» EXERCICE: Dans l'article sur le projet hydroélectrique de Karot, relevez les ensembles de règles qui, selon Aslam Adil, ont été constamment violés.

» TEXTE FOURNI:
Pakistan : SFI enquête plus en profondeur sur la plainte des travailleurs du barrage suite à un licenciement massif

Les travailleurs du projet hydroélectrique de Karot, dans le nord du Pakistan, ont obtenu le droit à une enquête complète concernant une plainte qu'ils ont déposée devant la Société financière internationale (SFI) pour violation de la liberté d'association, de la santé et de la sécurité et d'autres règles du travail. La décision de mener une enquête plus approfondie a été prise après que 2 410 travailleurs ont été licenciés en décembre 2021 sans consultation préalable du syndicat ou du département du travail pakistanais.


Lesdits travailleurs sont membres du syndicat Awami Labor Union, qui fait partie de Pakistan Federation of Building and Wood Workers (PFBWW), affiliée à l'IBB. Le secrétaire général de la PFBWW, Aslam Adil, a déclaré qu'ils n'avaient reçu aucune explication concernant ce licenciement collectif, si ce n'est que l'entrepreneur a déclaré que 25 cadres chinois étaient "tombés malades du COVID-19".  


"Pendant des années, les travailleurs ont dénoncé la façon dont ils sont traités. Même si beaucoup de nos membres ont contracté le COVID-19, le travail ne s'est jamais arrêté pour eux. Il y a eu des violations constantes du droit du travail pakistanais, des normes internationales du travail et des règles du travail de la SFI." Le licenciement massif et illégal de travailleurs est le dernier de ces abus. Les mots nous manquent pour les travailleurs qui se sont retrouvés sans emploi ni revenu en pleine pandémie", a déclaré Adil.

 

Karot est un projet hydroélectrique de 720 MW construit par une filiale locale de la China Three Gorges Corporation, cofinancé par International Financing Corporation, la branche de la Banque mondiale spécialisée dans le capital-investissement.

» Entrées de données enregistrées:
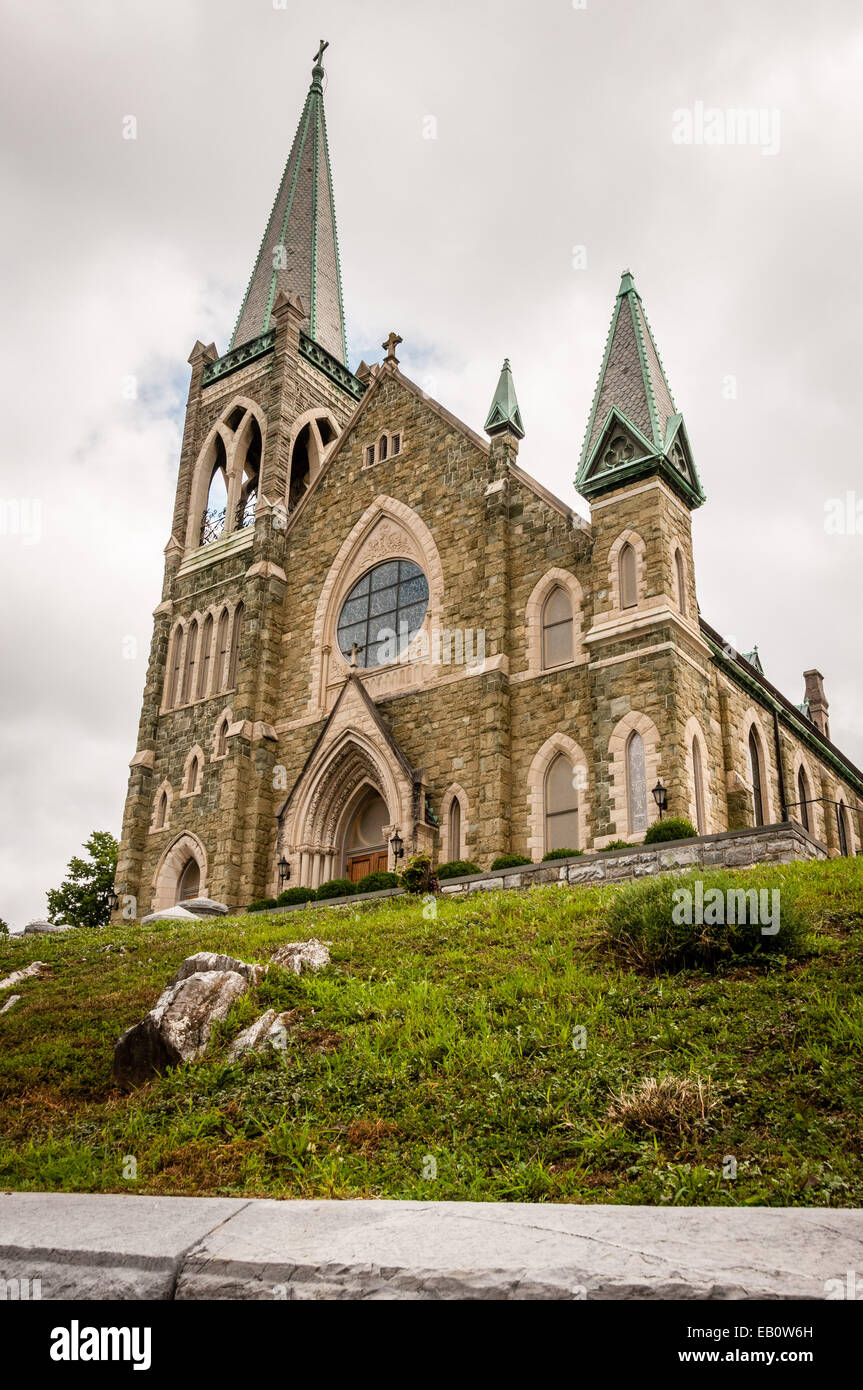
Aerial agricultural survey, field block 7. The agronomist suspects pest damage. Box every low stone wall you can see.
[264,821,828,912]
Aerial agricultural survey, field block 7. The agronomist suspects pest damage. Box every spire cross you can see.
[381,334,404,367]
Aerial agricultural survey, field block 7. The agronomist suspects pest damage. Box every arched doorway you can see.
[176,859,200,902]
[345,788,389,883]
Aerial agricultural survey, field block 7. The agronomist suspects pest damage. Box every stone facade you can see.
[117,62,863,916]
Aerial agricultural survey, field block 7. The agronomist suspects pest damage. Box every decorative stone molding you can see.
[524,566,586,677]
[528,733,591,860]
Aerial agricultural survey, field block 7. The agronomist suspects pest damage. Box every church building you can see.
[115,44,863,916]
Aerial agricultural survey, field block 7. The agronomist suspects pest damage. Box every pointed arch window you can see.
[798,767,809,830]
[236,416,263,530]
[167,627,183,709]
[545,753,580,853]
[176,859,200,902]
[449,796,461,859]
[749,728,764,826]
[199,435,228,545]
[197,614,213,699]
[215,719,228,758]
[181,621,197,705]
[692,738,707,835]
[542,585,573,670]
[674,549,687,617]
[837,801,848,856]
[617,541,638,607]
[228,603,245,689]
[213,609,228,692]
[627,730,648,834]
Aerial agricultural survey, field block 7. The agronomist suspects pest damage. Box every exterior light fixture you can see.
[653,781,668,820]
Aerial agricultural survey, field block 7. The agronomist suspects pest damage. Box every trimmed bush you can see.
[438,859,482,878]
[354,869,399,892]
[492,855,532,869]
[399,855,441,894]
[275,887,314,908]
[645,816,698,845]
[315,878,351,902]
[602,869,810,974]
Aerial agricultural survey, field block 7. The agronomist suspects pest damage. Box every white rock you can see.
[272,937,329,974]
[0,960,47,990]
[228,1009,290,1062]
[168,951,267,988]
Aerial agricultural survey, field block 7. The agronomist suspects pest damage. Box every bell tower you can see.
[115,40,365,917]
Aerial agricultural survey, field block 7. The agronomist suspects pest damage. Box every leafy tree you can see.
[47,830,120,927]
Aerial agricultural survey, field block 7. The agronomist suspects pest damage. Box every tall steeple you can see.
[231,39,347,366]
[575,270,705,507]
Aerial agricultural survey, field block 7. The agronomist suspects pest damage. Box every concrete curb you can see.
[0,1193,863,1300]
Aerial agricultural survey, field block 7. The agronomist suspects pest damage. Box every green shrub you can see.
[438,859,482,878]
[492,855,532,869]
[399,855,441,894]
[354,869,399,892]
[315,878,351,902]
[645,816,698,845]
[602,869,810,973]
[275,885,314,908]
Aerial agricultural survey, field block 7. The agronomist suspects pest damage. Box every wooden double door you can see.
[347,849,388,883]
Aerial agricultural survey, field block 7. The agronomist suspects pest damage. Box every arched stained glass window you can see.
[542,585,573,670]
[749,728,764,826]
[338,560,428,666]
[545,753,580,853]
[618,541,638,607]
[627,730,648,834]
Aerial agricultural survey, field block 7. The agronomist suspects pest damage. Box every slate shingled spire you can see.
[575,270,705,507]
[485,357,524,439]
[231,40,347,366]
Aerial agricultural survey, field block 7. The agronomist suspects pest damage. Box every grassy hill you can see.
[0,860,863,1207]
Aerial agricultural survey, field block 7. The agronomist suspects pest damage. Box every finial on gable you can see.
[485,357,524,439]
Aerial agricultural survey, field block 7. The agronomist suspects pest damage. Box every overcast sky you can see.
[0,0,863,927]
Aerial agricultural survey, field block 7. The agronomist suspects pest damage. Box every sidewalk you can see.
[0,1193,863,1300]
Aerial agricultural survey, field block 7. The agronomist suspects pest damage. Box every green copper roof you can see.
[485,357,524,439]
[229,40,347,366]
[575,270,705,507]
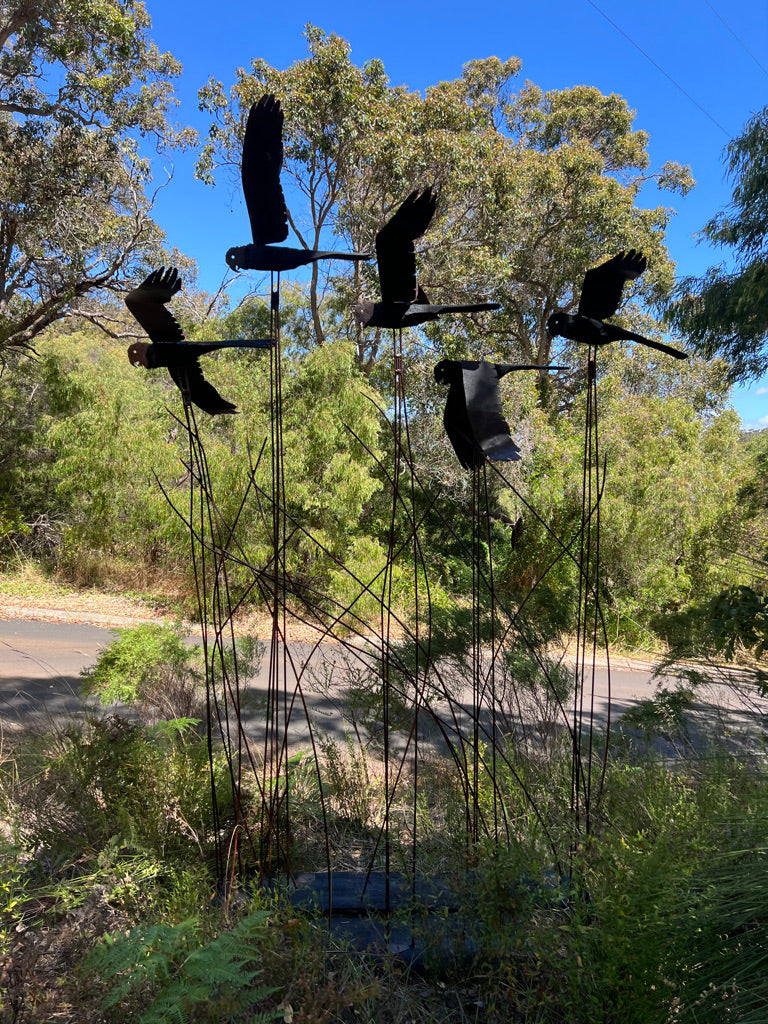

» CORRIGÉ:
- le droit du travail pakistanais
- les normes internationales du travail
- les règles du travail de la SFI